SOURCE TEXT:

-=-=-

Gsus Garcia, from the Altos de Lidice Socialist Commune, which unites seven communal councils high up on Caracas’ hillside in La Pastora, explained that the commune came about because “local community councils realised they shared the same problems, but on their own they would not be able to resolve them.”

He added that the commune “is not simply about getting together to resolve problems, we want to go beyond that to build genuine self-government.”

While Garcia acknowledges that Chavistas (Chavez supporters) have been at the heart of the creation of the communes, Altos de Lidice Commune also includes residents who oppose Maduro.

“There are many who are discontented, there is a lot of opposition. And yet they involve themselves in the dynamic of the commune; they don't reject it, they accept it and little by little they understand that, together, we can do more.

“They see that if we don't come together, both of us will suffer. So we have to have patience and understand each other.

“I have been surprised by the level of patience. I think that in any other country, with everything that has happened this year and last year, that country would have exploded.”

In the nearby 23 de Enero neighbourhood, the Panal 2021 Commune, involving eight communal councils and about 3600 families, is an example of the kind of local self-government many comuneros envisage.

-=-=-

Coordinate labeling data:

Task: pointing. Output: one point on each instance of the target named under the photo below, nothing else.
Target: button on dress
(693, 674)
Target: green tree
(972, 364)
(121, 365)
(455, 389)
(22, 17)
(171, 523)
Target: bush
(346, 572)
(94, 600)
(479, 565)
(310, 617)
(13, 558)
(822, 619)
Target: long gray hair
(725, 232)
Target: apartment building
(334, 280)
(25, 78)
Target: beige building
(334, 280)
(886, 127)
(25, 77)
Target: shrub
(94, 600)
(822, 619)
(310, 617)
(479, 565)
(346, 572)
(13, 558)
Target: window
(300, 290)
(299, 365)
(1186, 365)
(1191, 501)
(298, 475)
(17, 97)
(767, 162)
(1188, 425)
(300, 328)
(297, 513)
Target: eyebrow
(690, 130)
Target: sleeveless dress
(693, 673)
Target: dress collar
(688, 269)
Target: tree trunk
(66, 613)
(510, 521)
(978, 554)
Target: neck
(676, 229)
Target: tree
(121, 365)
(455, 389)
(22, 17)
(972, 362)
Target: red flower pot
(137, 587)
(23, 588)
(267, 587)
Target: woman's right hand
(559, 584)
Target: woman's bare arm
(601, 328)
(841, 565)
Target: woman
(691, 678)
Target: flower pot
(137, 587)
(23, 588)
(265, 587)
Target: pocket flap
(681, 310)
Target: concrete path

-=-=-

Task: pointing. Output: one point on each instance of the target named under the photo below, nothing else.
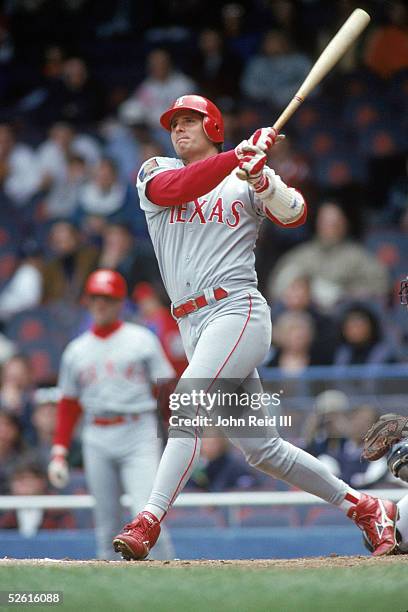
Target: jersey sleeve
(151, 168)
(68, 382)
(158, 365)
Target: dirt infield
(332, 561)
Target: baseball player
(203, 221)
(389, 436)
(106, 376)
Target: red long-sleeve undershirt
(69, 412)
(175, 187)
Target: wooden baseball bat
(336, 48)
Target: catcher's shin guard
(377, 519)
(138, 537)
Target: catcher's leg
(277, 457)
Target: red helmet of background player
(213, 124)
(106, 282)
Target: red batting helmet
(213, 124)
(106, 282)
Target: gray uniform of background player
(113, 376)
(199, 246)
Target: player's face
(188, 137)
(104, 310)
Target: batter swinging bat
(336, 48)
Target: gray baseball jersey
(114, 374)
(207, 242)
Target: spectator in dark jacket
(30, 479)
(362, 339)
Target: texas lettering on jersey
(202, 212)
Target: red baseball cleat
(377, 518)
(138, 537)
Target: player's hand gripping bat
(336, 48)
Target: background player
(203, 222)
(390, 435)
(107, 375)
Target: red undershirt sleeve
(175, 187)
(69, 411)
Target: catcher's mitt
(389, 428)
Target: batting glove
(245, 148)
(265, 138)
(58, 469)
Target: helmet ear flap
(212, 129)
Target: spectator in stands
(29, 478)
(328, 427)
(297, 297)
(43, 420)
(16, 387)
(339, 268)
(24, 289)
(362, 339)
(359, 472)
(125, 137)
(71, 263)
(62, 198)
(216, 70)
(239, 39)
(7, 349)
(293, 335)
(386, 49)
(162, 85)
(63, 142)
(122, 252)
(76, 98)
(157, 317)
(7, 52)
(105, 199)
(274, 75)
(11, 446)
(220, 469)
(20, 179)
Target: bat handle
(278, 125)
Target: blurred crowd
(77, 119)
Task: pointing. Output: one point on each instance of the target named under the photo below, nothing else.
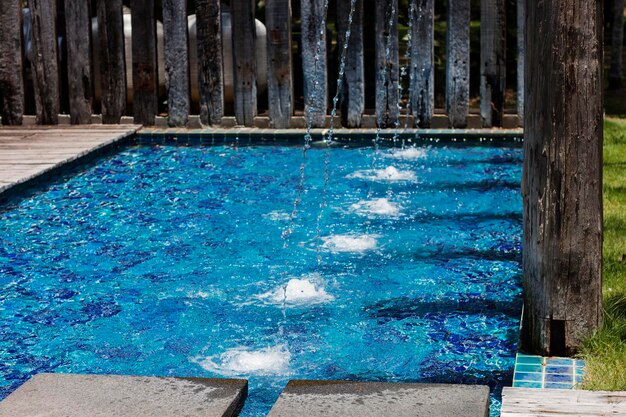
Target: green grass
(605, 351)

-=-=-

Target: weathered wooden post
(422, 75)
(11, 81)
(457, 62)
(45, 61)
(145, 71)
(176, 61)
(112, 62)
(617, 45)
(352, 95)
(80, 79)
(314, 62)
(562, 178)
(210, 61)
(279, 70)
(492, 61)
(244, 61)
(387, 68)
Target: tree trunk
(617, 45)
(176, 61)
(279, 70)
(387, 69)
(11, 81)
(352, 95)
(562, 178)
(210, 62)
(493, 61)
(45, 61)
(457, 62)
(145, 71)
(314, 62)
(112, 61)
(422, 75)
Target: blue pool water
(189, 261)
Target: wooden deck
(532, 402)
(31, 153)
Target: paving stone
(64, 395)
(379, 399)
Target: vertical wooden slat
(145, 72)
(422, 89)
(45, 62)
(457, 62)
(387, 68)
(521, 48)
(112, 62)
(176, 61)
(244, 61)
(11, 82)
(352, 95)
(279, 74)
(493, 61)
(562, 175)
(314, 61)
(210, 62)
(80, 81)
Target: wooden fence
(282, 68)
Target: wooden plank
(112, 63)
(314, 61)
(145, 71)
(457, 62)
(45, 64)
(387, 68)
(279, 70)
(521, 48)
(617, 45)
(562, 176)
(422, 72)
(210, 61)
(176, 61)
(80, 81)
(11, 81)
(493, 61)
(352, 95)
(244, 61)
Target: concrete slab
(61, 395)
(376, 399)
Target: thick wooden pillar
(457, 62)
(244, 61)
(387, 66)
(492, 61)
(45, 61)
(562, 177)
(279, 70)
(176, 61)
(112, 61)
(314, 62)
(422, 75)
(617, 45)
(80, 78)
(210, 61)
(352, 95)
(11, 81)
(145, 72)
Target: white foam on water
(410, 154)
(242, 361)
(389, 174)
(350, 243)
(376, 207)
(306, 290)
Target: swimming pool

-=-=-

TO-DO LIST:
[a] In the listing, swap "flower pot" for "planter" in the lines from the one holding "Target: long gray hair" through the one holding "Target: concrete path", inclusive. Return only those lines, with everything else left as is.
[b] Continue the article on the communes in Caracas from where it stops.

PER-TASK OUTPUTS:
[a]
Target: long gray hair
(725, 232)
Target: apartment building
(334, 280)
(25, 78)
Target: beige building
(334, 280)
(886, 127)
(25, 77)
Target: shrub
(94, 600)
(822, 619)
(310, 617)
(479, 565)
(346, 572)
(13, 558)
Target: window
(300, 290)
(299, 365)
(1186, 365)
(1191, 501)
(298, 475)
(17, 97)
(767, 162)
(1188, 425)
(300, 328)
(297, 513)
Target: eyebrow
(690, 130)
Target: sleeveless dress
(693, 673)
Target: dress collar
(688, 269)
Target: tree trunk
(66, 613)
(510, 521)
(978, 554)
Target: neck
(676, 229)
Target: tree
(121, 365)
(455, 389)
(22, 17)
(972, 362)
Target: red planter
(137, 587)
(23, 588)
(267, 587)
Target: woman's right hand
(559, 584)
Target: woman's bare arm
(601, 328)
(841, 565)
Target: woman
(691, 678)
Target: planter
(137, 587)
(23, 588)
(265, 587)
Target: pocket flap
(681, 310)
Target: concrete path

[b]
Cucaracho, an activist with Panal 2021, explained that the commune began with activists raising funds through raffles and activities. The commune passed through a period of co-management, receiving state funds for projects, and was now self-managed.

Panal 2021 has its own bakeries, a textile and sugar packaging plant, and a food storage and distribution centre. Proceeds from these communally-run enterprises are deposited in a communal bank, with citizen’s assemblies deciding how funds are redistributed for community projects.

The ability of Panal 2021 to generate its own revenue, as with most of the communes that exist today, has been key to its ongoing existence. With the onset of the economic crisis, the state has largely stopped handing over funds to local communities.

Julian from the Bolivar and Zamora Revolutionary Current, a radical grassroots current within the PSUV (United Socialist Party of Venezuela), believes this has had an impact on the level of community organising. “When the government funded projects, it created certain expectations and encouraged participation, as people felt their problems could be resolved.

“But given the strong rentier culture that exists, what has happened is that many have said: ‘If we don’t receive anything, then we can’t do anything’. In those cases, community councils largely limit themselves to administering the distribution of government services such as gas bottles in their community.

“The error was that the focus was put on promoting initial participation while less attention was paid to helping build the capacity of communities to self-organise.

“Those communes that are most active today are the ones that don’t have much to do with the government and the [PSUV] doesn't control them.”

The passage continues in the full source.